▶ Set problem a
Please quote the stretch from "The problem seems" through "over-promising and under-delivering." in the post on SOA flexibility below.

Having too much SOA is a bad thing (and what we might do about it)
2010/05/06 in Business-Technology, IT Strategy by peg | No comments
SOA enablement projects (like a lot of IT projects) have a bad name. An initiative that starts as a good idea to create a bit more flexibility in the IT estate often seems to end up mired in its own complexity. The problem is usually too much flexibility, as flexibility creates complexity, and complexity exponentially increases the effort required to manage and deliver the software. Without any solid guidance on how much flexibility to create (and where to create it) most SOA initiatives simply keep creating flexibility until either the project collapses under its own weight, or the projected development work to create all the services exceeds the available CAPEX budget. A little flexility is good, but too much is bad. How can we scope the flexibility, pointing it where it’s most needed while preventing it from becoming a burden?
The challenge with SOA enablement is in determining how much flexibility to build into the IT estate. Some flexibility is good – especially if it’s focused on where the business needs it the most – but too much flexibility is simply another unnecessary cost. The last decade or so is littered with stories of companies who’s SOA initiatives were either brought to an early close or canned as they had consumed all the cash the business was prepared to invest into a major infrastructure project. Finance and telecoms seem particularly prone of creating these gold-plated SOA initiatives. (How many shelf-ware SDFs – service delivery frameworks – do you know of?)
The problem seems to be a lack of guidance on how much flexibility to build, or where to put it. We sold the business on the idea that a flexible, service-oriented IT estate would be better then the evil monolithic applications of old, but the details of just how flexible the new estate would be were a little fuzzy. Surely these details can be sorted out in service discovery? And governance should keep service discovery on track! We set ourselves up by over-promising and under-delivering.
This much was clear: the business wanted agility, and agility requires flexibility. As flexibility comes from having more moving parts (services), we figured that creating more moving parts will create more agility. Service discovery rapidly became a process of identifying every bit of (reusable) functionality that we can pack into a service. More is better, or, as the man with the loud shoes says:
Too much is never enough!

▶ Material for this exercise
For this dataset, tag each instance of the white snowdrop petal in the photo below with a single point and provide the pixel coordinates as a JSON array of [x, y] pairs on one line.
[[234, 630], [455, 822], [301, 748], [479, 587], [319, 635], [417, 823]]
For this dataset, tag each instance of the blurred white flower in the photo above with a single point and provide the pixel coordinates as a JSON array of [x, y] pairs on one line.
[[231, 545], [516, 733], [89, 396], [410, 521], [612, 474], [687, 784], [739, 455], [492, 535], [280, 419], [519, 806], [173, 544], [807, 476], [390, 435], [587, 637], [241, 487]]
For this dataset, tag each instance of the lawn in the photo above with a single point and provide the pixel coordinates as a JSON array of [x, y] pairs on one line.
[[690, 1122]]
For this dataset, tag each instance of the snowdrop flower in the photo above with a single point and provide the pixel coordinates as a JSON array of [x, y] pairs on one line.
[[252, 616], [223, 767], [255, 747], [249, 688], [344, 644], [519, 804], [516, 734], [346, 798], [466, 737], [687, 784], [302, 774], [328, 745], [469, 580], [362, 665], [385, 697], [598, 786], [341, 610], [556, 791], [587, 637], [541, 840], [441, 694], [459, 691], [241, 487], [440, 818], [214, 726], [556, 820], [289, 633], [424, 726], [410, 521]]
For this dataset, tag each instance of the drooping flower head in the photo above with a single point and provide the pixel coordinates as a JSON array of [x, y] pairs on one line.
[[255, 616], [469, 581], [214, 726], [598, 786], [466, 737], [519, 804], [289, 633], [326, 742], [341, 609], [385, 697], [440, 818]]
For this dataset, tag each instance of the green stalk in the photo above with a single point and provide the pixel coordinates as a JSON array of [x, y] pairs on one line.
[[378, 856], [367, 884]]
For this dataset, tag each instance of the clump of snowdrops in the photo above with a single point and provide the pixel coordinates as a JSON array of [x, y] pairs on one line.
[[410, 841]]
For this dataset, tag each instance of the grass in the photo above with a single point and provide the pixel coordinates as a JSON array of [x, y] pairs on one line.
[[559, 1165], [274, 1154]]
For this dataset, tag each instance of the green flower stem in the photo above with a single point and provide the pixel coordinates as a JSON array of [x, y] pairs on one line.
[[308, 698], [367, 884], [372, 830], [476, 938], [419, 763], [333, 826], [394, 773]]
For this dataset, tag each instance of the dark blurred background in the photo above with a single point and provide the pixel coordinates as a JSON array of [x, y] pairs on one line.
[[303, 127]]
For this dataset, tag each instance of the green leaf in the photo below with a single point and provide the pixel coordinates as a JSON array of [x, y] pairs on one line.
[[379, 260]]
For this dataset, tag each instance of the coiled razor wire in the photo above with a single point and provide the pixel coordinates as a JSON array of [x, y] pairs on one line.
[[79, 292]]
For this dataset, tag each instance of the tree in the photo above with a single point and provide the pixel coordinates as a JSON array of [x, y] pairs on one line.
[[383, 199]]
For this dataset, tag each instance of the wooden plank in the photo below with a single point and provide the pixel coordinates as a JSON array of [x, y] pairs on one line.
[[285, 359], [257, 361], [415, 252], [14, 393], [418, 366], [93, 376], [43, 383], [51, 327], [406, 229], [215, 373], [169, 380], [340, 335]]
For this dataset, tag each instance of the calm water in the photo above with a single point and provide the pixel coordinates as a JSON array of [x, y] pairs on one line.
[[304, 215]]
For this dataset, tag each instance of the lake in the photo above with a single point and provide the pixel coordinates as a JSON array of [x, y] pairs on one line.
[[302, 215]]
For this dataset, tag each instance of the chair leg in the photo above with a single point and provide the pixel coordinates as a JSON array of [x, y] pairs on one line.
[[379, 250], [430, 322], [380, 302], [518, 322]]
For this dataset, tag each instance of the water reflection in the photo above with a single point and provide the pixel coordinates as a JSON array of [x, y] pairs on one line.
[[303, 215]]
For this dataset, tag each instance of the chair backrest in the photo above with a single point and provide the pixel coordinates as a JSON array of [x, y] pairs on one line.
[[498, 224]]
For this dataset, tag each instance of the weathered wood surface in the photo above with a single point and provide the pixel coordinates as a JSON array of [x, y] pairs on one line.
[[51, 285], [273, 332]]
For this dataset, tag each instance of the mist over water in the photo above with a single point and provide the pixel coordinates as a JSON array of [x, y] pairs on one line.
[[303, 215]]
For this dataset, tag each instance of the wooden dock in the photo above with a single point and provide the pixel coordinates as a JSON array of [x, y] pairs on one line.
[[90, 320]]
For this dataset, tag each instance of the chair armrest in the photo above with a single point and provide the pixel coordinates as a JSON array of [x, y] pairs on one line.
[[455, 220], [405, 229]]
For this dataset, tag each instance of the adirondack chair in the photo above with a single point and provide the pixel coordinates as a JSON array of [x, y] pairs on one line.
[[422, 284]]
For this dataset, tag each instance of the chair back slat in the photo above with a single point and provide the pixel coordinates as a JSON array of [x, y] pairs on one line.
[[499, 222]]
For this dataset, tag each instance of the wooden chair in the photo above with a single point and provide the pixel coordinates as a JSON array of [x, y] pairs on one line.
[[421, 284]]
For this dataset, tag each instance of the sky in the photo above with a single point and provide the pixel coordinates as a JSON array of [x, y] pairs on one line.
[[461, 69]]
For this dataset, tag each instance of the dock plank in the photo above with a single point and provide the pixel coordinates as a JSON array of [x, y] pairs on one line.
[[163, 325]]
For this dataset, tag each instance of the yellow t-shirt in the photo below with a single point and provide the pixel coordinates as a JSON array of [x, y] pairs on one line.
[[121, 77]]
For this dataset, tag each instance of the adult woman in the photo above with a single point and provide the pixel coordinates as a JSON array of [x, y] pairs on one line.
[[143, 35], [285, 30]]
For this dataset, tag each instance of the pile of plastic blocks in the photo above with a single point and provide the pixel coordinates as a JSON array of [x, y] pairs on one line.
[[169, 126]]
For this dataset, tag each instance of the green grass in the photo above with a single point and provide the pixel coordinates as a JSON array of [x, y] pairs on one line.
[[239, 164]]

▶ Set problem b
Pull out each line of the listing above that contains the word "water".

▶ Answer a
The problem seems to be a lack of guidance on how much flexibility to build, or where to put it. We sold the business on the idea that a flexible, service-oriented IT estate would be better then the evil monolithic applications of old, but the details of just how flexible the new estate would be were a little fuzzy. Surely these details can be sorted out in service discovery? And governance should keep service discovery on track! We set ourselves up by over-promising and under-delivering.

▶ Answer b
For this dataset, tag each instance of the calm water in the photo above with a single point and provide the pixel coordinates as a JSON array of [x, y] pairs on one line.
For this dataset, tag each instance of the water reflection in the photo above with a single point and provide the pixel coordinates as a JSON array of [x, y] pairs on one line.
For this dataset, tag each instance of the mist over water in the photo above with a single point and provide the pixel coordinates as a JSON array of [x, y] pairs on one line.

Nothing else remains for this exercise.